• The request
Scale the pixel coordinates in the answers of the listing below by 2.55, rounding to whole numbers with halves rounded up. Rewrite every line from the line with "Target: white flower cluster" through the end of the listing, requests included, with the requests left unchanged.

• Exercise materials
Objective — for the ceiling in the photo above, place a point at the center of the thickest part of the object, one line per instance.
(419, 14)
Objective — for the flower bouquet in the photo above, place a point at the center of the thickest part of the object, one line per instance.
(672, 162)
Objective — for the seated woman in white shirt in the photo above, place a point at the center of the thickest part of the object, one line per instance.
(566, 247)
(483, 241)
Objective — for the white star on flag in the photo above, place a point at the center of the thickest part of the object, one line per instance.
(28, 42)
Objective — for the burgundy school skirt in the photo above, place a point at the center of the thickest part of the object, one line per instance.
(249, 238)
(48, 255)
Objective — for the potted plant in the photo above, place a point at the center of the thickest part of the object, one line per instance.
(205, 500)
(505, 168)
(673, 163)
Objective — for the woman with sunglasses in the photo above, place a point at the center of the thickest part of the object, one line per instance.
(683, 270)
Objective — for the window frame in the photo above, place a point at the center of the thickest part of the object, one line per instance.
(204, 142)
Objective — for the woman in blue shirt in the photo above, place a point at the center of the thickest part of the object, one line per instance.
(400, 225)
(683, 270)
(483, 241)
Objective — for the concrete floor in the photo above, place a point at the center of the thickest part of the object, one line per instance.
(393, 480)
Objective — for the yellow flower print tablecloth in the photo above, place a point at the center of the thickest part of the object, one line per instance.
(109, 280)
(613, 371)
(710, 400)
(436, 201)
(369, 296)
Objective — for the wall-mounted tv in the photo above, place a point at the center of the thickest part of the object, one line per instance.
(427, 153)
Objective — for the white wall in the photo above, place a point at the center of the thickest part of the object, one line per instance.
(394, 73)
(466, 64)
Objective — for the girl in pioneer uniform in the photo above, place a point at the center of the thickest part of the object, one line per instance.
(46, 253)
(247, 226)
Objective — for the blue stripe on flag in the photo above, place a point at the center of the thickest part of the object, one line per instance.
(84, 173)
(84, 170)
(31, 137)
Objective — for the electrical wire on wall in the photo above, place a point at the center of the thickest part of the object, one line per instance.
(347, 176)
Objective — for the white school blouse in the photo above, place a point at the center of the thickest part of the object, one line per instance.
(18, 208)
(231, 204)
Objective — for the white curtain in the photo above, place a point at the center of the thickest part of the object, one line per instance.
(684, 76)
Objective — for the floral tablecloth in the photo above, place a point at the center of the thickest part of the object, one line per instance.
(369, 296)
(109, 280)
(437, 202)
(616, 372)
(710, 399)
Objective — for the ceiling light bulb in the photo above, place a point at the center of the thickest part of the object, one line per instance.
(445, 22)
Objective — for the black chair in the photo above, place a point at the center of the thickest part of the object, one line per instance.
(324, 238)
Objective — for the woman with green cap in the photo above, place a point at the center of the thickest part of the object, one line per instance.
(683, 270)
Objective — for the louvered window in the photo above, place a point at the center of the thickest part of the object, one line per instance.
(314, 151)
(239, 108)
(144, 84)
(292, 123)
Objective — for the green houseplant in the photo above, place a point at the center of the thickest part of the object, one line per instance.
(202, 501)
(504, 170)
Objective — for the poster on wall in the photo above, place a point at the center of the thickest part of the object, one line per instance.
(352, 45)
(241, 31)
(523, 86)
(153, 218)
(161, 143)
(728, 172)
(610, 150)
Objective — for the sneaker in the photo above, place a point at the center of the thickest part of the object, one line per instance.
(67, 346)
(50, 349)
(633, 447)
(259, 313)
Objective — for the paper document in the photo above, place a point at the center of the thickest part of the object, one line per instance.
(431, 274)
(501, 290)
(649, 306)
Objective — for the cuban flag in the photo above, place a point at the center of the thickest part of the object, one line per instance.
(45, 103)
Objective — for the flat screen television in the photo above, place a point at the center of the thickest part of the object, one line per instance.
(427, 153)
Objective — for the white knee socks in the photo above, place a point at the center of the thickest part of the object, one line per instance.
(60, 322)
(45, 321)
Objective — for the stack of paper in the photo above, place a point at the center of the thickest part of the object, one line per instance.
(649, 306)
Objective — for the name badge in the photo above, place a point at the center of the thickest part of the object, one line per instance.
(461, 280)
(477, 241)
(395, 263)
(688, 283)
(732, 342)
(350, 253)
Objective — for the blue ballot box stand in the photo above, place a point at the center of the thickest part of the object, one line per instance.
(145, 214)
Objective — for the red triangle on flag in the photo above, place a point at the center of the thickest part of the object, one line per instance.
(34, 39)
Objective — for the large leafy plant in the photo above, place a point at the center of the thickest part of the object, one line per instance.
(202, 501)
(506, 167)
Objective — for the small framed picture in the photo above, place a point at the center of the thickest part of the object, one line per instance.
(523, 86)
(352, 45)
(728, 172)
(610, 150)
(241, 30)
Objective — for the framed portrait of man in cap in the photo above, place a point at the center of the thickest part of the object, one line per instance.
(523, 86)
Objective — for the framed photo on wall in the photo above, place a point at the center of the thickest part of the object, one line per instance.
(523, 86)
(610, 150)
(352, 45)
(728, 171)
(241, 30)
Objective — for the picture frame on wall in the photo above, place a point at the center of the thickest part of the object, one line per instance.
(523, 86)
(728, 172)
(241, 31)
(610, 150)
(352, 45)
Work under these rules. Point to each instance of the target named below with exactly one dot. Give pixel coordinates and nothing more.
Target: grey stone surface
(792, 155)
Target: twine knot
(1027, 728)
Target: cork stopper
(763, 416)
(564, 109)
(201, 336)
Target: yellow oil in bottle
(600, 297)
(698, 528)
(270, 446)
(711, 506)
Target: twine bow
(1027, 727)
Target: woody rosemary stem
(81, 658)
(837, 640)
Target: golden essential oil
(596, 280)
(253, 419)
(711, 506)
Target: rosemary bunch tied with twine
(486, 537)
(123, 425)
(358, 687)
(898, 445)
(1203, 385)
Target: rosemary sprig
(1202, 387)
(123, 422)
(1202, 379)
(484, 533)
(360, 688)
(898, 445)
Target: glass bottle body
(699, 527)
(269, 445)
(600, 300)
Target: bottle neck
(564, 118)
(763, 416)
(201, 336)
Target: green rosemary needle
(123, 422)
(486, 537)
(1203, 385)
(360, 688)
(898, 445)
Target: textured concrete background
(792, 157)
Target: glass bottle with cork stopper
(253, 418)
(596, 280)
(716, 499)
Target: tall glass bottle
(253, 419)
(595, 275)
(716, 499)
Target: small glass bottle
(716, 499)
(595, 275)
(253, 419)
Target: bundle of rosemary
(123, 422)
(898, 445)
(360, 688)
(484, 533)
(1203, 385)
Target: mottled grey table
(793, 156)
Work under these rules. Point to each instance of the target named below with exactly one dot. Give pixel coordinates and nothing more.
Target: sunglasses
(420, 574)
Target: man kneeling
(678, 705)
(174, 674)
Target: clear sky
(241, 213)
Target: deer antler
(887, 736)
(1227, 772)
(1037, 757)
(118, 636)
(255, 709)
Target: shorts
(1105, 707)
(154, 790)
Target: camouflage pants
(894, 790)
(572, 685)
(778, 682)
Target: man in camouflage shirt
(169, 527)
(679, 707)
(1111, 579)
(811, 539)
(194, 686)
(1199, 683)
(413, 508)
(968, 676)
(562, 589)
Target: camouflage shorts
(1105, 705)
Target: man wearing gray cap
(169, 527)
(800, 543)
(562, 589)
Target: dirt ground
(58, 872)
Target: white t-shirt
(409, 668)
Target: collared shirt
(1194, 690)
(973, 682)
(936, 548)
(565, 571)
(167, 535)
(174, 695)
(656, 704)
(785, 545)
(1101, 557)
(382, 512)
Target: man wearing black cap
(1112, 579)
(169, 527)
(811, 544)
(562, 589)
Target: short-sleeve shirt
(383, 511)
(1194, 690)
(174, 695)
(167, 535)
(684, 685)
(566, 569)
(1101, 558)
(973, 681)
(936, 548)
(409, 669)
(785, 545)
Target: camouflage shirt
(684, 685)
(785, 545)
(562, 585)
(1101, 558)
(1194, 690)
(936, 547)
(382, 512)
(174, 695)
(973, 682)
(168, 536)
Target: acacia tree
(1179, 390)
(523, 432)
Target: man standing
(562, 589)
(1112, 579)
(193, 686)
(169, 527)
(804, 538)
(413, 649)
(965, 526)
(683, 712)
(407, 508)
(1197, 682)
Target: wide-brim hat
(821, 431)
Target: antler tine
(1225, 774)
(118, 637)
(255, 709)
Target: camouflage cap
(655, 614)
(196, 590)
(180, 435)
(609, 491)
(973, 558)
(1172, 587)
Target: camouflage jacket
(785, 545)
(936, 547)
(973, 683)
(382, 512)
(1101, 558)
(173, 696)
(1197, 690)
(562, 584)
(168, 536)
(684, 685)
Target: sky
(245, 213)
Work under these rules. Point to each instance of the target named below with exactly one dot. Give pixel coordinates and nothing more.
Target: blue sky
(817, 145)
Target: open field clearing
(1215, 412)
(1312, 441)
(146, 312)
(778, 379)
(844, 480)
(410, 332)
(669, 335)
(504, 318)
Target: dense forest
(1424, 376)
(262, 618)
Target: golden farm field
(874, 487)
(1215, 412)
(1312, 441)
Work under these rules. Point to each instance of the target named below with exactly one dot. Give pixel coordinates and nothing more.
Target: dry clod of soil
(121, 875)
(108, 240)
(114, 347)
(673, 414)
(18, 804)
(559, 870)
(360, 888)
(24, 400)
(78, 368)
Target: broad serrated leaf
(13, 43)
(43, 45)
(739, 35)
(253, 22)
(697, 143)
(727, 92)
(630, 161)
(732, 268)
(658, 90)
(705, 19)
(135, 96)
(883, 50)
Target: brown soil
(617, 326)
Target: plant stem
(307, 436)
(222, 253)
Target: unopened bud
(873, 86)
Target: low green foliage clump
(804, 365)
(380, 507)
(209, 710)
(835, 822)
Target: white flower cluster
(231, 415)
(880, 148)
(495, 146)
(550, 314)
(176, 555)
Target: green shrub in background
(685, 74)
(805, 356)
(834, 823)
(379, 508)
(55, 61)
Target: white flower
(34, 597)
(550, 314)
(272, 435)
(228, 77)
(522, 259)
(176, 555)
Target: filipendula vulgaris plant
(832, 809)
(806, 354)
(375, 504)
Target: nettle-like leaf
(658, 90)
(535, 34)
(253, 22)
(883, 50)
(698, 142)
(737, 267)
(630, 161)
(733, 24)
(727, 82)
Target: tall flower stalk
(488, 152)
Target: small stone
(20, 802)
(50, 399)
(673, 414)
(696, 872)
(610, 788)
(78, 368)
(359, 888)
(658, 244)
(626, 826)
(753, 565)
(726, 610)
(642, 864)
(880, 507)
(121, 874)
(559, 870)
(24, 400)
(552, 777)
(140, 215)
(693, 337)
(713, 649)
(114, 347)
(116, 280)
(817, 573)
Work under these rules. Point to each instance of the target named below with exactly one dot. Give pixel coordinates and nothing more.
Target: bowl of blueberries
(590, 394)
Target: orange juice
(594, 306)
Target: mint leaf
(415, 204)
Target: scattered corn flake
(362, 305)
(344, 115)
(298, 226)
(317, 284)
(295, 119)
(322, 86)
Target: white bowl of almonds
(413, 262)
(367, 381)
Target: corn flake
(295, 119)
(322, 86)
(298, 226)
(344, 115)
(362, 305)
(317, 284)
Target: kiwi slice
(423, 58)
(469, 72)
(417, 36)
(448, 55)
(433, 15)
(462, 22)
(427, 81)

• Result of this exercise
Target: white flower cluster
(589, 1058)
(2244, 377)
(1262, 372)
(1403, 801)
(449, 1415)
Target: green shrub in background
(1747, 189)
(2053, 908)
(2127, 2099)
(966, 1295)
(140, 156)
Target: white flower
(87, 1522)
(1403, 801)
(694, 1109)
(581, 196)
(1331, 660)
(449, 1415)
Target: filipendula vulgaris plant
(2122, 2063)
(2055, 903)
(956, 1285)
Target: nettle-like leaf
(1678, 230)
(1364, 87)
(645, 56)
(2252, 128)
(1780, 362)
(1879, 681)
(1607, 411)
(1869, 61)
(1854, 209)
Target: tall flower stalk
(1244, 388)
Target: small stone
(51, 2045)
(128, 1017)
(1716, 1056)
(1775, 2224)
(1556, 2009)
(199, 938)
(915, 2264)
(1678, 622)
(1596, 2106)
(1920, 1441)
(1851, 1556)
(1637, 2203)
(2244, 1293)
(309, 2229)
(1425, 2219)
(61, 1020)
(1408, 1981)
(357, 548)
(1767, 859)
(1818, 1655)
(291, 885)
(296, 714)
(2083, 1461)
Work under these rules. Point to each instance of the target named below with exactly one dot. Give pixel coordinates and nothing more.
Target: bowl of blueberries
(1505, 1005)
Target: orange juice
(1515, 780)
Target: mint leaf
(1058, 520)
Target: scattered corn flake
(923, 778)
(877, 293)
(760, 576)
(808, 724)
(752, 303)
(821, 219)
Target: white bowl of almonds
(1053, 668)
(936, 972)
Target: corn flake
(752, 303)
(821, 219)
(760, 576)
(877, 293)
(923, 778)
(808, 724)
Target: kiwi slice
(1079, 148)
(1196, 184)
(1063, 92)
(1142, 140)
(1104, 38)
(1178, 56)
(1089, 207)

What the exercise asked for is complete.